_WHAT YOU HAVE TO DO_. Format the material as a JSON list of strings, one string per line and no strings for blank lines, from the start through the line that contains "434,244,442,300". Omit the pictures.

_EXTRACTED INFORMATION_.
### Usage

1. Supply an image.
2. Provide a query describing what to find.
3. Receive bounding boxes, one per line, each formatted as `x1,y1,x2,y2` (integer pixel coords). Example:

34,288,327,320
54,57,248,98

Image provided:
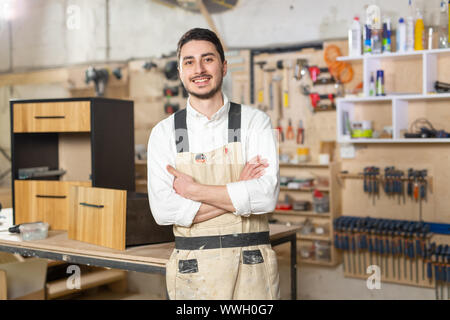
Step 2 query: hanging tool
309,93,336,112
277,60,292,108
297,120,305,144
433,244,443,300
277,119,284,142
255,61,267,110
286,118,294,140
294,59,308,80
308,66,336,85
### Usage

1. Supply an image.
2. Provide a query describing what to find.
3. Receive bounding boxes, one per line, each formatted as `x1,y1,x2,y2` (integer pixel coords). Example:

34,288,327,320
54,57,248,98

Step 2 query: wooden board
0,224,296,267
58,133,92,181
14,180,91,230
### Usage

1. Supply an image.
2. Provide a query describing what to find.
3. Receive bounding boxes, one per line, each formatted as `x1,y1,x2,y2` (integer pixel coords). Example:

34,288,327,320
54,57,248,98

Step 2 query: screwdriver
440,244,449,300
426,242,436,284
434,244,442,300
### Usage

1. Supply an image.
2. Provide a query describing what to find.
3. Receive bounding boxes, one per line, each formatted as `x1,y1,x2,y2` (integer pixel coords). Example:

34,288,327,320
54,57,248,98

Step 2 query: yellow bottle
414,9,425,50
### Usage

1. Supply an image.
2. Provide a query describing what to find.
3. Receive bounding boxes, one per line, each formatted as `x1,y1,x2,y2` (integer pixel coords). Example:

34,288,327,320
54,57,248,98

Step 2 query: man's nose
195,59,205,73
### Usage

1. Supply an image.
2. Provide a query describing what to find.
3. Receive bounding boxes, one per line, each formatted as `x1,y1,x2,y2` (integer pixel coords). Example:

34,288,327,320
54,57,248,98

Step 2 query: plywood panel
14,101,91,133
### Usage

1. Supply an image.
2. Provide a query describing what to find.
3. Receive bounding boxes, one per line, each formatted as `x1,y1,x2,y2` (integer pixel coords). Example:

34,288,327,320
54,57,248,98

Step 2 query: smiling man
148,28,280,299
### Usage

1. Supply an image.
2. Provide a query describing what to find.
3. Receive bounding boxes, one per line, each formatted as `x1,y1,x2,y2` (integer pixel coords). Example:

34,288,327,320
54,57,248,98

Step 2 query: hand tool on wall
271,73,282,119
308,66,336,85
294,59,308,80
297,120,305,144
433,244,443,300
277,60,292,108
309,93,336,112
277,119,284,142
255,61,267,110
286,118,294,140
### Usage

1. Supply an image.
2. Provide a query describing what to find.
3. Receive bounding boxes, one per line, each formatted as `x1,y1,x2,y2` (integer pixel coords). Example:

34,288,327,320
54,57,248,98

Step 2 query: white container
397,18,406,52
19,222,49,241
348,17,361,56
406,17,414,51
438,0,449,49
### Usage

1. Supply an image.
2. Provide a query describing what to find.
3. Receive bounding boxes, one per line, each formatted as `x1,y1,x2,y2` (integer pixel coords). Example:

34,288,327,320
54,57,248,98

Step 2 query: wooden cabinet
10,98,135,230
14,180,91,230
68,186,174,250
13,101,91,132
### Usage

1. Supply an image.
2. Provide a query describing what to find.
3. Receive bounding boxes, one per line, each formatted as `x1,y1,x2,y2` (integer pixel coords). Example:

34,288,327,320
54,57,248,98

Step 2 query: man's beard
185,78,223,100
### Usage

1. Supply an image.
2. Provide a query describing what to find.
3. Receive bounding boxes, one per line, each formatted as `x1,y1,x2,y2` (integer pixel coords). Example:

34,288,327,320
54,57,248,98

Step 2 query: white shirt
147,94,280,227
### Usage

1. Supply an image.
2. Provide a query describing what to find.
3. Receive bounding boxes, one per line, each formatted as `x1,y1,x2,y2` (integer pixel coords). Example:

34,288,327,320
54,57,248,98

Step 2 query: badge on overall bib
195,153,206,163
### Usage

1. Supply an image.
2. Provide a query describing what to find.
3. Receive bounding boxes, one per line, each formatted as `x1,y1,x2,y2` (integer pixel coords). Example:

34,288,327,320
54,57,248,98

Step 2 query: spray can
396,18,406,52
348,17,361,56
383,18,391,52
414,9,425,50
363,24,372,53
376,70,384,96
406,17,414,51
369,72,375,97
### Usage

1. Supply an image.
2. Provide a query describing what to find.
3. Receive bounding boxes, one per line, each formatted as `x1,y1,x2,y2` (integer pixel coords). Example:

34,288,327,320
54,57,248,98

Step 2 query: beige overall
166,104,280,300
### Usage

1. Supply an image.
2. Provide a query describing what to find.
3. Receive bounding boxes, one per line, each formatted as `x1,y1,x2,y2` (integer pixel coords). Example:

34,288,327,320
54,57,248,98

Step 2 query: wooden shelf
280,187,330,192
297,233,331,241
280,162,330,168
272,210,331,219
336,49,450,61
46,270,126,299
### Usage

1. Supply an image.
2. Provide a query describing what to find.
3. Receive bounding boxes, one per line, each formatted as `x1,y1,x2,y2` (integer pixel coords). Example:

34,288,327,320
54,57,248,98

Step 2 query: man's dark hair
177,28,225,63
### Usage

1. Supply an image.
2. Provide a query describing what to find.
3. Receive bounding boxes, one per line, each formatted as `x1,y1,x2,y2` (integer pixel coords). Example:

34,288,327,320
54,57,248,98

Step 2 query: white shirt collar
186,93,230,120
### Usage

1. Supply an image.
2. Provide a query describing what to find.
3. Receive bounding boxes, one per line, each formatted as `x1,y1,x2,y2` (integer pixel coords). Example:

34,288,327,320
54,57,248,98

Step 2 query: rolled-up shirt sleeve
147,122,201,227
227,110,280,216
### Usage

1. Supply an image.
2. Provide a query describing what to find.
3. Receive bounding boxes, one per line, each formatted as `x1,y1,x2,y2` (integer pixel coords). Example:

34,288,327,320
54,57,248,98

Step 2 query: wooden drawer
14,180,91,230
68,187,127,250
13,101,91,132
68,187,174,250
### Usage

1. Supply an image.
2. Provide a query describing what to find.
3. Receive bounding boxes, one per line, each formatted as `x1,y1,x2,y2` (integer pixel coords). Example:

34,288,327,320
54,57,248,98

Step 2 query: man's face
179,40,227,99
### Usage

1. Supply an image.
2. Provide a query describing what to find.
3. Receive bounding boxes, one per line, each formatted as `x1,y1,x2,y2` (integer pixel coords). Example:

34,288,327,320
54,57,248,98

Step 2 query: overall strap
174,102,242,153
228,102,242,143
174,109,189,153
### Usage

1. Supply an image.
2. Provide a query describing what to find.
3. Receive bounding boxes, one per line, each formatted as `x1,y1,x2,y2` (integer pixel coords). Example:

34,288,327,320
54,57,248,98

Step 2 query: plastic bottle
406,17,414,51
369,72,375,97
406,0,414,51
414,9,425,50
363,24,372,54
383,18,391,52
439,0,450,48
396,18,406,52
348,17,361,56
376,70,384,96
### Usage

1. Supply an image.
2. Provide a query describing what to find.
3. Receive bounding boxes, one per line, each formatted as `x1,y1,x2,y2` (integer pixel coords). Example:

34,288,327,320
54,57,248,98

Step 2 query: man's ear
222,60,228,78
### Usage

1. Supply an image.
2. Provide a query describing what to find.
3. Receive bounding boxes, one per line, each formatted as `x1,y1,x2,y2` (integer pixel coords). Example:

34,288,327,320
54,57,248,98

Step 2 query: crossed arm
167,156,269,223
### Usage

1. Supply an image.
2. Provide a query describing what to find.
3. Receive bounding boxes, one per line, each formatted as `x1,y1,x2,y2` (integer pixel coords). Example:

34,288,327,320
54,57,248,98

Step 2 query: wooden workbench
0,224,300,299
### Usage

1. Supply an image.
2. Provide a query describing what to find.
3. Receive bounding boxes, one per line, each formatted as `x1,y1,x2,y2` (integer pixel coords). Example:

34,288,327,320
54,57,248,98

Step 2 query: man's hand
167,165,198,200
167,156,269,200
239,156,269,181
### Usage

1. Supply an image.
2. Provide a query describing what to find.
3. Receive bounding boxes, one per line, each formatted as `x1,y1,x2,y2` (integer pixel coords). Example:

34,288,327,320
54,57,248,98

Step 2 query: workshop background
0,0,450,299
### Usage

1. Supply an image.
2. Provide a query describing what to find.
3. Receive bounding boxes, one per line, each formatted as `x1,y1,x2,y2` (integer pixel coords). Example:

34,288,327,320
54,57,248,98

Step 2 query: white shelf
336,49,450,61
339,138,450,143
336,93,450,102
336,49,450,144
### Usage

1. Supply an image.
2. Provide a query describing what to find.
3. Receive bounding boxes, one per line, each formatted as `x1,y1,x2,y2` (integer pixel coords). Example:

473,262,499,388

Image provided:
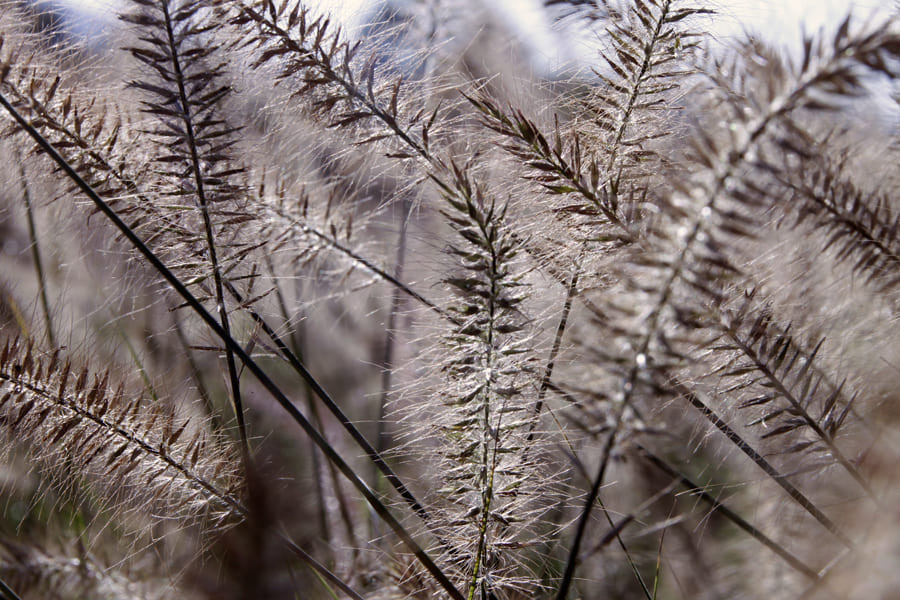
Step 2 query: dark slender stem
18,157,56,348
680,389,854,547
0,92,463,600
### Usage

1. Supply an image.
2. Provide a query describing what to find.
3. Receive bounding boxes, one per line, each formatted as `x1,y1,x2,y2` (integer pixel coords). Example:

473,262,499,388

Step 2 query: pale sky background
59,0,891,42
58,0,893,88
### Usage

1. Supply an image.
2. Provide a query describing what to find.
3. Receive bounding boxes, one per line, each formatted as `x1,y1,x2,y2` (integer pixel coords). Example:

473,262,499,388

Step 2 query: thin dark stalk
264,254,333,554
556,422,625,600
728,330,877,502
638,446,819,580
225,281,429,521
374,202,410,488
681,390,854,547
0,92,463,600
161,2,250,460
172,311,222,431
18,157,56,348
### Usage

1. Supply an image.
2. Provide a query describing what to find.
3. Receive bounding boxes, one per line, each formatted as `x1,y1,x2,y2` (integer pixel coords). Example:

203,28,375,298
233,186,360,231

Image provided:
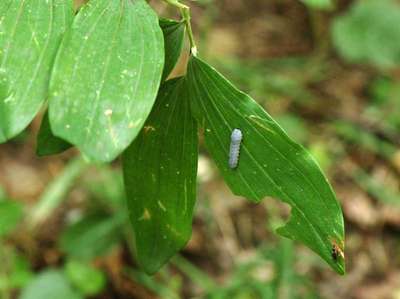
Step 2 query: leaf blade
187,57,344,273
160,19,185,81
0,0,73,143
123,79,198,274
49,0,164,162
36,111,72,157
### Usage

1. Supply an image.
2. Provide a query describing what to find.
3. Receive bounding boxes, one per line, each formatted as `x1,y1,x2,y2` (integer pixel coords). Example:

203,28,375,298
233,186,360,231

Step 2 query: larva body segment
228,129,243,169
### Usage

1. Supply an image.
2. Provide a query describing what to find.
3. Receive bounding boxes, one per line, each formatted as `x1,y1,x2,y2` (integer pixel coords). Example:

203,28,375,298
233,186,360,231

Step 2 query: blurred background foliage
0,0,400,299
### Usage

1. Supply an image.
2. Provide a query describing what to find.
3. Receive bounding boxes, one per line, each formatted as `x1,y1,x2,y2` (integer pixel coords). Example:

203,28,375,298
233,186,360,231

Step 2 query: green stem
164,0,197,56
29,157,89,228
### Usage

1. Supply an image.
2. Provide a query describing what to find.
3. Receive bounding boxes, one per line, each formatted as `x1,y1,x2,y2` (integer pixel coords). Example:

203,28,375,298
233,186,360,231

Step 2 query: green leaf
123,78,198,274
65,261,106,296
19,270,83,299
187,57,344,273
0,0,73,142
332,0,400,68
36,111,72,157
0,200,22,238
60,214,125,260
160,19,185,81
49,0,164,161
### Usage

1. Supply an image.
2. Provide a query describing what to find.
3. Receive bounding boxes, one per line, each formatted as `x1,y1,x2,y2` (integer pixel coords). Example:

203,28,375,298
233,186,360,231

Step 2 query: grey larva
228,129,243,169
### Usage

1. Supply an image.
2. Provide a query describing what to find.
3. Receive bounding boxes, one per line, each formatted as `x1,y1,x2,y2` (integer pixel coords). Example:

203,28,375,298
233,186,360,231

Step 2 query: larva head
231,129,243,141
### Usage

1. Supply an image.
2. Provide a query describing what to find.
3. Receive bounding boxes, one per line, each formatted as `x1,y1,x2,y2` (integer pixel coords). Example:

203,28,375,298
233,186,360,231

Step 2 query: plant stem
29,157,89,228
164,0,197,56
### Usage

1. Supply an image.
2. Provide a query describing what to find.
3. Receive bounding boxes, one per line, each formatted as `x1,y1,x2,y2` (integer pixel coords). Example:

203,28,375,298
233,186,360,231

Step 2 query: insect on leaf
49,0,164,161
160,19,185,81
0,0,73,143
187,57,344,273
123,79,198,274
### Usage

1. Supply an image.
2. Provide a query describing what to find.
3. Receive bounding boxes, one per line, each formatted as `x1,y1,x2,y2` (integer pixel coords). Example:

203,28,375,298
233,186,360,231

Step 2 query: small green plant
0,0,345,276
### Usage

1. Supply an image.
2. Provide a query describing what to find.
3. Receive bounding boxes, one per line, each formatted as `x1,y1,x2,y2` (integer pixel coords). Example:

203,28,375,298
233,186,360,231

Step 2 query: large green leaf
187,57,344,273
0,0,73,142
160,19,185,81
36,111,72,157
19,270,83,299
49,0,164,161
123,79,198,273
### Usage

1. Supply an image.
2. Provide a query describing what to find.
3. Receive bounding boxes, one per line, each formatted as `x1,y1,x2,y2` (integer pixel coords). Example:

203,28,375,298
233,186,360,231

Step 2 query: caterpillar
228,129,243,169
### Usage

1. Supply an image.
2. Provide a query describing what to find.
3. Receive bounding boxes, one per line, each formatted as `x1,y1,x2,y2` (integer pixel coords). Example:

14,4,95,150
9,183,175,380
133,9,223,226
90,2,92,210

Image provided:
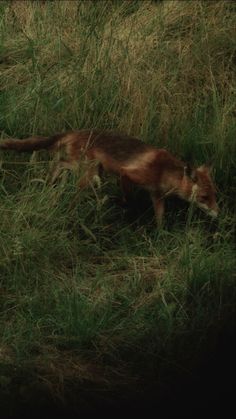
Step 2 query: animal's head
184,165,218,218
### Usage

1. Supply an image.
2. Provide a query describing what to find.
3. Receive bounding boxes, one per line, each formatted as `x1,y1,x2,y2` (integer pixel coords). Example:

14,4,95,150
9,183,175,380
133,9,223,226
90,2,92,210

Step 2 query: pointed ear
184,164,197,182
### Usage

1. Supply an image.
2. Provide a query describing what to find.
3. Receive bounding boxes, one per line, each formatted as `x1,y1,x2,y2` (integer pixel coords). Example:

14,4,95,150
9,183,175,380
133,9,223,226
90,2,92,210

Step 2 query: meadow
0,0,236,413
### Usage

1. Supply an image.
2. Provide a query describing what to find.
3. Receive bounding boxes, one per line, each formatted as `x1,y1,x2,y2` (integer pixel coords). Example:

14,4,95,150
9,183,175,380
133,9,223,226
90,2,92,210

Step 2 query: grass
0,0,236,416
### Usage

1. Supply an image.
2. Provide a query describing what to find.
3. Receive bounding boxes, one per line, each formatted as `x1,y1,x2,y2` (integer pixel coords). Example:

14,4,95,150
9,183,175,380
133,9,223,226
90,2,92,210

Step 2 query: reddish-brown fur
0,130,218,223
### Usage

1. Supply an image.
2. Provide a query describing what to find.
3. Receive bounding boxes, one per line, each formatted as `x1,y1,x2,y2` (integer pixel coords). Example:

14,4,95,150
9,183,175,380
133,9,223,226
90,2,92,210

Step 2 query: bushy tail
0,134,62,152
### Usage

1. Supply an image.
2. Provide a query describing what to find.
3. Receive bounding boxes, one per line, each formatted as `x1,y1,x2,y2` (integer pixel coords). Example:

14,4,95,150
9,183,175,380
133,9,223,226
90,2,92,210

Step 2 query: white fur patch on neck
189,183,199,201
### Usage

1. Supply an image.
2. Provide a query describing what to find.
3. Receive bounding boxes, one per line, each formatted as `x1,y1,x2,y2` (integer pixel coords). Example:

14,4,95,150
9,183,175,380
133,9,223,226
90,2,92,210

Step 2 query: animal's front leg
120,176,132,204
151,193,165,227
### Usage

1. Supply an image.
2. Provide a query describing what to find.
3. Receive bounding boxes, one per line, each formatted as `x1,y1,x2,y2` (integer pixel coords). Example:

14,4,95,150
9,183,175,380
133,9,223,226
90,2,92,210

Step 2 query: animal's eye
200,195,208,201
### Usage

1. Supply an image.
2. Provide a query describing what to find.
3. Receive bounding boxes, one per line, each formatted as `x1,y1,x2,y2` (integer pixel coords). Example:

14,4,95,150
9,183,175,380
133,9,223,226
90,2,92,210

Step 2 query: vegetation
0,0,236,414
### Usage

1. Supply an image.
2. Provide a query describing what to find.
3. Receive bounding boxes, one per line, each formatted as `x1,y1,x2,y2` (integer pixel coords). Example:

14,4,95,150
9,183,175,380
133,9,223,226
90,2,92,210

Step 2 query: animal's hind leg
50,159,75,185
151,193,165,227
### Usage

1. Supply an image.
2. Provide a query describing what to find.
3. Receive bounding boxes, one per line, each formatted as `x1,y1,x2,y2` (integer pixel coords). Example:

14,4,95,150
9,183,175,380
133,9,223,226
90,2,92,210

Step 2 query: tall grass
0,0,236,414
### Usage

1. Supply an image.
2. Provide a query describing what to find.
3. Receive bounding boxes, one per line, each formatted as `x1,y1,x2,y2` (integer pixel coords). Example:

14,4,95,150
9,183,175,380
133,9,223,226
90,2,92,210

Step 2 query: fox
0,129,219,226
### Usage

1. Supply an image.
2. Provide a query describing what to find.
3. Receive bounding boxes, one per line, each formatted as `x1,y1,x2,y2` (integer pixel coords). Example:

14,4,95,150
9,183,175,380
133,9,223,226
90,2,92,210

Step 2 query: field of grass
0,0,236,412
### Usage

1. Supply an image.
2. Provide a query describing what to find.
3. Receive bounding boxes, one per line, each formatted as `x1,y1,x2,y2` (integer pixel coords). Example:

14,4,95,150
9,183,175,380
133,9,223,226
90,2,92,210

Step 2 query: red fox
0,130,218,224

_EXPECTED ANSWER_.
[
  "### Usage",
  "1. Supply an image.",
  "2. Provide a query describing what to find.",
  "3. Receive bounding boxes, one per line, each formatted as `x1,y1,x2,y2` (integer pixel coords). Example:",
  "34,288,327,320",
  "54,57,248,98",
  "Image provided:",
  "Step 2 query: hanging tool",
  "309,93,336,112",
  "277,60,292,108",
  "297,120,305,144",
  "433,244,443,300",
  "277,119,284,142",
  "255,61,267,110",
  "286,118,294,140",
  "294,59,308,80",
  "308,66,336,85",
  "### Usage",
  "1. Supply an image.",
  "2. Provide a query describing what to find.",
  "3. Receive bounding boxes, one per line, each formatted as `x1,y1,x2,y2` (integer pixel coords). Example:",
  "34,288,327,320",
  "54,57,248,98",
  "Step 2 query: wooden board",
  "0,224,296,267",
  "58,133,92,181",
  "14,180,91,230",
  "### Usage",
  "1. Supply an image.",
  "2. Provide a query describing what to find.",
  "3. Receive bounding boxes, one per line, each formatted as `x1,y1,x2,y2` (integer pixel coords). Example:",
  "34,288,327,320",
  "54,57,248,98",
  "Step 2 query: screwdriver",
  "440,244,449,300",
  "426,242,436,284",
  "434,244,442,300"
]